25 posts categorized "Project Management"

Eleven Tips for Successful Photo Shoots

Lenscap

What's under the sink? A few paper bags from fancy shops. Coke cans, yogurt containers, and a few empty bottles of Alaskan Amber. Cleaning products like Comet and Pledge. A dustpan.

What's on the counter? Six coffee mugs in varying shades of yellow, green, and white. Brioche studded with raisins and ginger scones from Cafe Besalu. A trail mix of almonds, cashews, and cranberries sweetened with sugar. And let's not forget the big pot of black coffee, whose delicious aroma infuses the kitchen.

One of the most exciting things about taking part in photo shoots is the joy of physical making: the process of design on a much larger scale than a mouse and Photoshop. Your palette is the world, and your tool is the camera.

Scattered throughout Patrick's studio were all the ingredients for a series of highly planned photos, but that won't stop us from furiously working our way through all of the material that's on the props table, the racks of clothing, the refrigerator.

....

• **Directive 1**:
In the post on photo shoots, where did the brioche and ginger scones on the counter come from?

• **Records shown**:

....

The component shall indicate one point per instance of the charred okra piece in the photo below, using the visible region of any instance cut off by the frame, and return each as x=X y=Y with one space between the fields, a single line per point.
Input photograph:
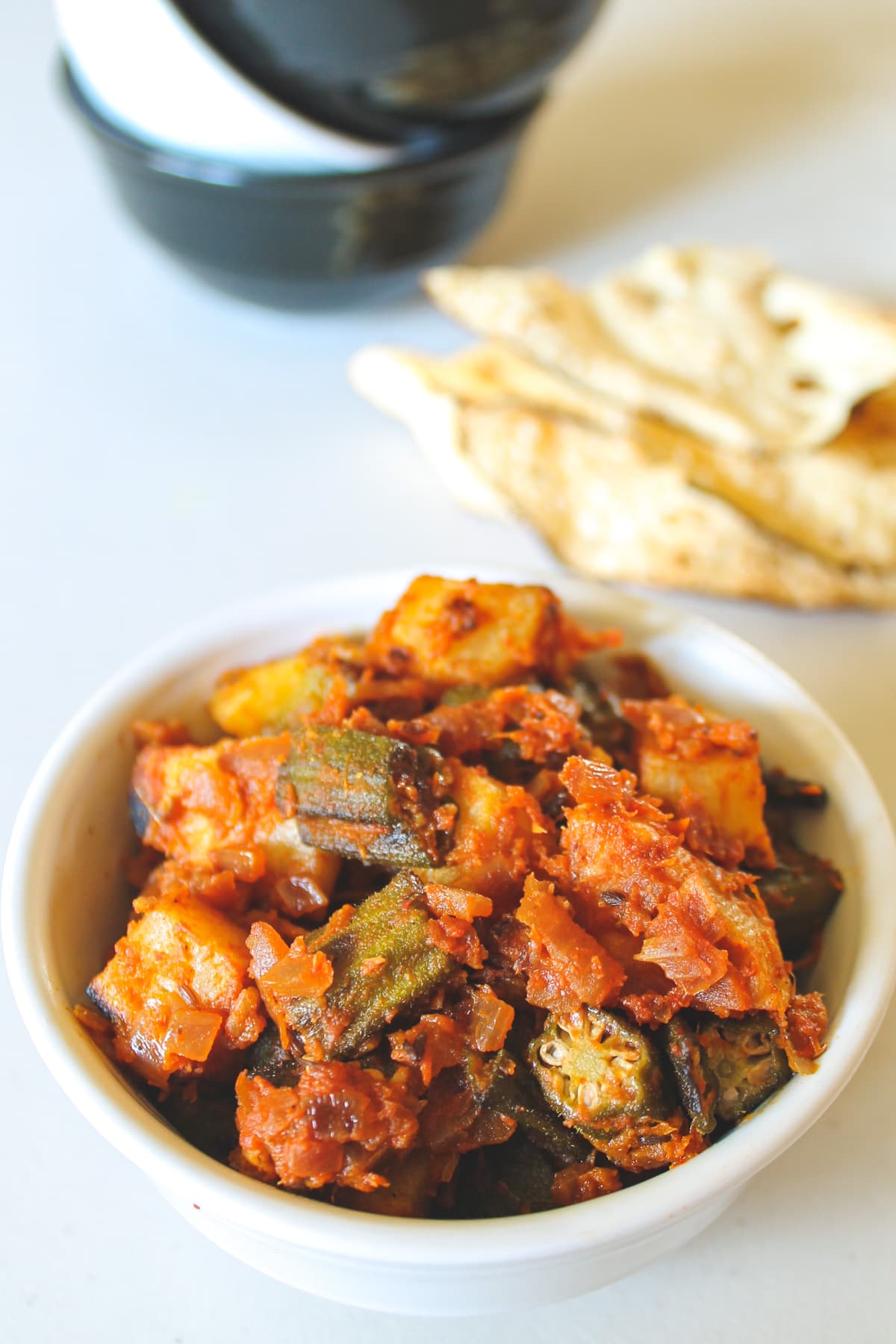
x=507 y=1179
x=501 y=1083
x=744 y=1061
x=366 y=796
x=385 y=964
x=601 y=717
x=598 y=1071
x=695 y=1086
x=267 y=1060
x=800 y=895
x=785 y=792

....

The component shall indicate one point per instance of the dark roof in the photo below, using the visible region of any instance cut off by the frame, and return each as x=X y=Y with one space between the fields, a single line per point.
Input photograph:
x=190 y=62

....

• **Directive 2**:
Arrange the records running from the line that contains "of the charred" down to the line that contains "x=785 y=792", both lines included, as a two-column CSV with the columns instruction and answer. Make one row per request, put each field in quotation marks with line breaks replaced by spaces, and leave the pictures out.

• **Final answer 1**:
Cafe Besalu.

• **Final answer 2**:
instruction,answer
"The component shall indicate one point per instance of the charred okra piece in the photo below, using the visible region of any instance cut off by the frame, and return each as x=X y=Y with one space between the fields, a single line per point. Input photograph:","x=507 y=1179 x=501 y=1083 x=744 y=1061 x=366 y=796 x=385 y=964 x=601 y=717 x=598 y=1071 x=695 y=1086 x=267 y=1060 x=800 y=895 x=785 y=792"